## Lesetext:
^^^^

Warum Senioren das Risiko scheuen

Dass ältere Menschen zur Vorsicht neigen, hat laut britischen Forschern chemische Ursachen: Im Laufe der Jahre gehen dem Gehirn die Botenstoffe aus.

Ungestüm, sorglos und wild ist die Jugend, im Alter indes regiert die Besonnenheit. So zumindest besagt es das Klischee - ist da etwas dran? „Das ist gar nicht so leicht nachzuweisen“, sagt Robb Rutledge vom University College London. Denn: „Viele psychologische Untersuchungen haben zu wenige Teilnehmer. Es heißt zwar, dass ältere Menschen das Risiko meiden, doch die Belege dafür sind relativ dünn.“

Spielen für die Wissenschaft

Einen Mangel an Studienteilnehmern hatte Rutledge in seiner letzten Studie jedenfalls nicht zu beklagen. 25.000 Probanden nahmen daran teil - via App, die der britische Psychologe mitentwickelt hat. Die App ist Teil des „Great Brain Experiment“, ein neurologisches Forschungsprojekt, das seine Daten über Handy-Spiele einsammelt.

Im konkreten Fall ging es um das Risikoverhalten, die Spielsituation war folgende: Die Teilnehmer starteten mit 500 Punkten, in Folge galt es, das Punktekonto weiter auszubauen. Das war entweder auf konservativem Weg möglich, hier gab es wenige Punkte, die aber sicher. Oder aber auf die riskante Tour: Hier gab es deutlich mehr Punkte zu gewinnen, dafür betrug die Wahrscheinlichkeit, leer auszugehen, 50 Prozent.

^^^^

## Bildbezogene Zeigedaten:
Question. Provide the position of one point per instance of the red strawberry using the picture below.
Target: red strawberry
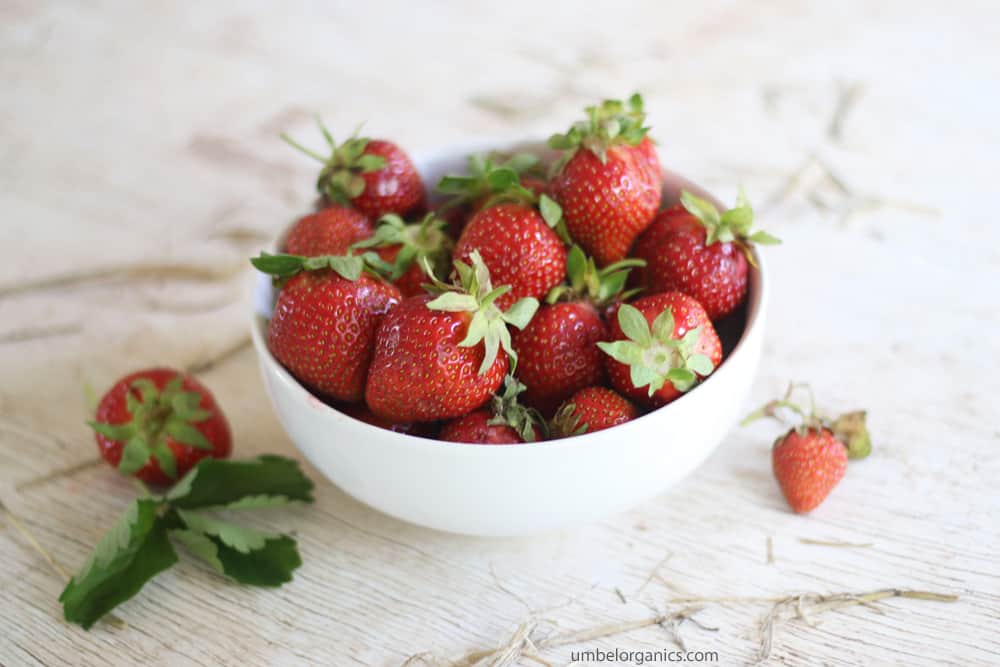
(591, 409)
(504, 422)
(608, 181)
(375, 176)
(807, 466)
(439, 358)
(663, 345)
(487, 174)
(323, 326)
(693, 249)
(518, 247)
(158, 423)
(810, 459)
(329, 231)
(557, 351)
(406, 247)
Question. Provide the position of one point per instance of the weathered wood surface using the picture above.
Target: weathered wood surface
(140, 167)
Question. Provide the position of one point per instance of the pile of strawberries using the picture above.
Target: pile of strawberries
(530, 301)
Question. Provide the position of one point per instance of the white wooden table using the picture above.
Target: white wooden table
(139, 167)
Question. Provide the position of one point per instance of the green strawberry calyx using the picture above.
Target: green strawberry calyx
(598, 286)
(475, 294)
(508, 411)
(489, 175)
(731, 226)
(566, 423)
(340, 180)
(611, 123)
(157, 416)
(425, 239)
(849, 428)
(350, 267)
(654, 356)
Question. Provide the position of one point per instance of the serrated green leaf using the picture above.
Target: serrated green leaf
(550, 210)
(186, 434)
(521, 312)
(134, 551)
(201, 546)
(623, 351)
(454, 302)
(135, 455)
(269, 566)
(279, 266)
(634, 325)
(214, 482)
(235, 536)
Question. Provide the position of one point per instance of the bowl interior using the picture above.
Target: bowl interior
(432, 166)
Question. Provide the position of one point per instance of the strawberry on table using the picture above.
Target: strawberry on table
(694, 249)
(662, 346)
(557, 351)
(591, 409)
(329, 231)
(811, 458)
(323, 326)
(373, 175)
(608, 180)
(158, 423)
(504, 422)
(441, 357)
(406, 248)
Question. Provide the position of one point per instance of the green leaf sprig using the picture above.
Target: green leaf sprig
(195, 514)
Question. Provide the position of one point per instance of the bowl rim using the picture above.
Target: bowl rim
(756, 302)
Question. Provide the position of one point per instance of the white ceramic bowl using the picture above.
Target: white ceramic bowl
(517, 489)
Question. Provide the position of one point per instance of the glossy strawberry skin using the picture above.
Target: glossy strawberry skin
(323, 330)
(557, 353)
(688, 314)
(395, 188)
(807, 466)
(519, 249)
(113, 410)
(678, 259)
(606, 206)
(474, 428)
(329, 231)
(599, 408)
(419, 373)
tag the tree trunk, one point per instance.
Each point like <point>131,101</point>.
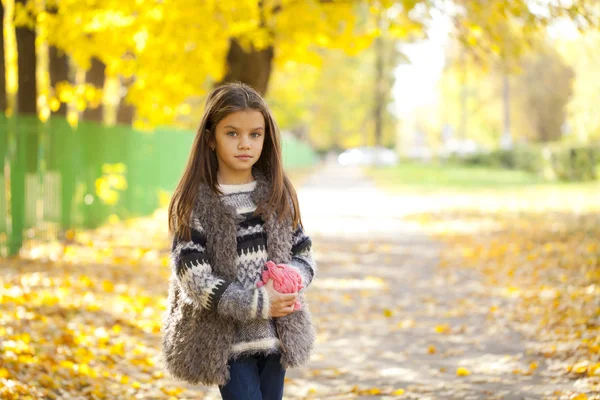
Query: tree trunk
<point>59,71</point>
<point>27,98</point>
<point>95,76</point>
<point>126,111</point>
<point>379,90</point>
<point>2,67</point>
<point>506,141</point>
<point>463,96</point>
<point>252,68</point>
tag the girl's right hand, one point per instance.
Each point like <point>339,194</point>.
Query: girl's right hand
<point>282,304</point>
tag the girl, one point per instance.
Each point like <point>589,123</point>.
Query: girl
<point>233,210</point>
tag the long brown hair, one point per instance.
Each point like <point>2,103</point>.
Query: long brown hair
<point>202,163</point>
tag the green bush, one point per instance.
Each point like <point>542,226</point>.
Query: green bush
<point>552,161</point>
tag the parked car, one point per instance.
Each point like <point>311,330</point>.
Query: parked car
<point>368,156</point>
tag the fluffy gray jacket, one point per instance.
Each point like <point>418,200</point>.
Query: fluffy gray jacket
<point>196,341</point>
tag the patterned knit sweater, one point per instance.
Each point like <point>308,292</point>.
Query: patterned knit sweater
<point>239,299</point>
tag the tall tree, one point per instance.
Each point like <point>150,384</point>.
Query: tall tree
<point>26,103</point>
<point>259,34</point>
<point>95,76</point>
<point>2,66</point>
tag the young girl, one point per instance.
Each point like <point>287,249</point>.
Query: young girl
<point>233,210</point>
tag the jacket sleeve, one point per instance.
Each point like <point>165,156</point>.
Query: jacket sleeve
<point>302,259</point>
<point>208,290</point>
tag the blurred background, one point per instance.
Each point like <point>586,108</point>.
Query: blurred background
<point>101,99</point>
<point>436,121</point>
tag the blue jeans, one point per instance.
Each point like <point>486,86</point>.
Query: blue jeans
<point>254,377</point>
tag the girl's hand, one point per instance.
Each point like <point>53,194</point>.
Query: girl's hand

^^^^

## Aufgaben:
1. Mit wie vielen Punkten starteten die Teilnehmer laut dem Text über Risikoverhalten im Alter das Spiel?
2. Schreib den Text über Risikoverhalten im Alter nach seinem letzten Satz weiter.
Die Auflistung hat mit dem Text über Risikoverhalten im Alter nichts zu tun.

## Antworten:
1. Mit 500 Punkten.

2.
Wie Rutledge und seine Kollegen im Fachblatt „Current Biology“ schreiben, war die Sicherheitsvariante bei den älteren Probanden klar beliebter. Keinen Zusammenhang zwischen Alter und Risikoverhalten konnten die Forscher hingegen nachweisen, wenn es darum ging, große Punkteverluste zu vermeiden. „Ältere Menschen scheuen also nur eine bestimmte Art von Risiko“, sagt Rutledge. „Sie fühlen sich offenbar weniger von großen Gewinnen angezogen - sofern sie mit Risiken verbunden sind.“

Dopaminmangel im Alter

Warum das so ist, glauben die Wissenschaftler auch zu wissen. Schuld ist vermutlich der Botenstoff Dopamin, Teil des Belohnungssystems im Gehirn, beziehungsweise dessen Absenz: Denn Studien zufolge fällt der Dopaminlevel im Hirn mit dem Alter kontinuierlich ab, der Verlust kann im Erwachsenenalter pro Jahrzehnt bis zu 10 Prozent betragen. Soweit wäre das alles bloß eine Korrelation, allerdings hat Rutledge bereits letztes Jahr im Experiment nachgewiesen: Wird der Dopamingehalt im Gehirn künstlich erhöht, nimmt im Gegenzug auch die Risikobereitschaft zu.

Diese Erkenntnis hat auch politische Implikationen, sagt Rutledge. „Politiker wissen, dass sie mit negativen Botschaften eher Ältere ansprechen, während Jüngere eher für optimistische Slogans empfänglich sind.“ Die Studie liefert nun eine neurologische Erklärung dafür. Wird im Hirn das Dopamin knapp, hat die Vermeidung des Schlechten mehr Gewicht als die Hoffnung auf das Gute.